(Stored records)
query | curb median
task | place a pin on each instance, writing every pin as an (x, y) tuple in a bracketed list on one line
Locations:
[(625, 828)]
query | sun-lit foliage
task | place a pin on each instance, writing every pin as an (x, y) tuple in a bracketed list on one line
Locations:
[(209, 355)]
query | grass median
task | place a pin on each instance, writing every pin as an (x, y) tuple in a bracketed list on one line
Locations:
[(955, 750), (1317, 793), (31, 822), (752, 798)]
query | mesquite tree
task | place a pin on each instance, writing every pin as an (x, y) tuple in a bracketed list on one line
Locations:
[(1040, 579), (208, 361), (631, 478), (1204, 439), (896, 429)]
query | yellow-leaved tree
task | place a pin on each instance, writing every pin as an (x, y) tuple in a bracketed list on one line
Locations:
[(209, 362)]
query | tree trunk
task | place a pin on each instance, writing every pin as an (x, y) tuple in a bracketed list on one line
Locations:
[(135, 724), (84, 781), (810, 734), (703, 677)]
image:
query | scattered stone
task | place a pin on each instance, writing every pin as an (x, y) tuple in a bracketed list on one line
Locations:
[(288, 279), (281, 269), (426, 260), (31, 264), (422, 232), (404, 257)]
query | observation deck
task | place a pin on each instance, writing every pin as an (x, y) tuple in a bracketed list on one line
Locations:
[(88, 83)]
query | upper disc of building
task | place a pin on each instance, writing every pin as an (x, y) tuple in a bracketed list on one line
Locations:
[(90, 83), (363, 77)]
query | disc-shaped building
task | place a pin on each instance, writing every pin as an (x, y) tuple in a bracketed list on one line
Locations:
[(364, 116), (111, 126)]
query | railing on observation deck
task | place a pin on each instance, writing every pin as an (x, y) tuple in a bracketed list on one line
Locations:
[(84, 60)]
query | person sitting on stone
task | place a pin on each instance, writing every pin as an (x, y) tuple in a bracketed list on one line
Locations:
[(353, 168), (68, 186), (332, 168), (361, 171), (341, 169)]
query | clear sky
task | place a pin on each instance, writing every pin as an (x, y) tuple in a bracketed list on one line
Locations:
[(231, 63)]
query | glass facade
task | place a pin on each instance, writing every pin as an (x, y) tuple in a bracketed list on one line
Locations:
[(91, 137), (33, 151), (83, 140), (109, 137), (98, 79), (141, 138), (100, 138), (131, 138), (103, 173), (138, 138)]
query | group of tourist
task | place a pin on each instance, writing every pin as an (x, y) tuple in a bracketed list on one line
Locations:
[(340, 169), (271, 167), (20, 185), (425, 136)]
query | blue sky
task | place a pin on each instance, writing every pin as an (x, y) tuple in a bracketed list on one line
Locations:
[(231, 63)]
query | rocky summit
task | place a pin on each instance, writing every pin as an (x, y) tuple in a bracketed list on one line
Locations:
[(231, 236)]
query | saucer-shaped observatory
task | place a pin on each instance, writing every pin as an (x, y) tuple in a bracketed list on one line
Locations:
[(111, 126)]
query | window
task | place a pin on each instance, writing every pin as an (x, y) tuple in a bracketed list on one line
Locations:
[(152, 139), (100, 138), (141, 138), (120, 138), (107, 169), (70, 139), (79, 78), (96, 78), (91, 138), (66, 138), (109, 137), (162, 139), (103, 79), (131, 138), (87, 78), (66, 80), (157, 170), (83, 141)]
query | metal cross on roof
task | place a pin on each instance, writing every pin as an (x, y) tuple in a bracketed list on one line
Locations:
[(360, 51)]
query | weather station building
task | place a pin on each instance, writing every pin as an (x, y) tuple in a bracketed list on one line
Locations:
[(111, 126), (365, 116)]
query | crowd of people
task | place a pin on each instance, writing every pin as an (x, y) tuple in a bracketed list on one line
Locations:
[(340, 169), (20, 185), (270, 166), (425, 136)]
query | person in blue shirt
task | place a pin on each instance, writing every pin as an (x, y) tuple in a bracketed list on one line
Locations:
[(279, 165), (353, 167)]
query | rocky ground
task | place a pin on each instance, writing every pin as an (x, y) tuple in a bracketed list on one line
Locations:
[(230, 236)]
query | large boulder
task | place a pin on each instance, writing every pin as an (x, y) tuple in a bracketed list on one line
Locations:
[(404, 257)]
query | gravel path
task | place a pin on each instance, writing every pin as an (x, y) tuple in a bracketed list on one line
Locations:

▸ **WHAT THE TASK REQUIRES**: The records above should be printed exactly, please, from the first line through the line containing "query | tree trunk", with both ends kept and nothing past it.

▸ **TASK SOLUTION**:
query | curb median
task | place a pin on each instance, writing every pin as an (x, y) tuple in a bracketed list on one line
Locations:
[(625, 828)]
query | sun-lit foliage
task | place a pin on each instance, writing every pin as an (x, y) tuple in a bracketed list on one line
Locations:
[(209, 355)]
query | grass median
task | place a pin on each instance, writing every pin as an (x, y) tuple in a bracketed list on one line
Locations:
[(955, 750), (1317, 793), (31, 822), (752, 798)]
query | mesquite tree
task | place a pin on each instance, writing every pin as an (x, y) tuple in a bracketed list on one line
Locations:
[(1040, 579), (208, 361), (631, 478), (1204, 439), (896, 429)]
query | yellow-leaved tree
task | place a pin on each instance, writing every pin as an (x, y) tuple in a bracketed list on one line
Locations:
[(209, 362)]
query | tree trunk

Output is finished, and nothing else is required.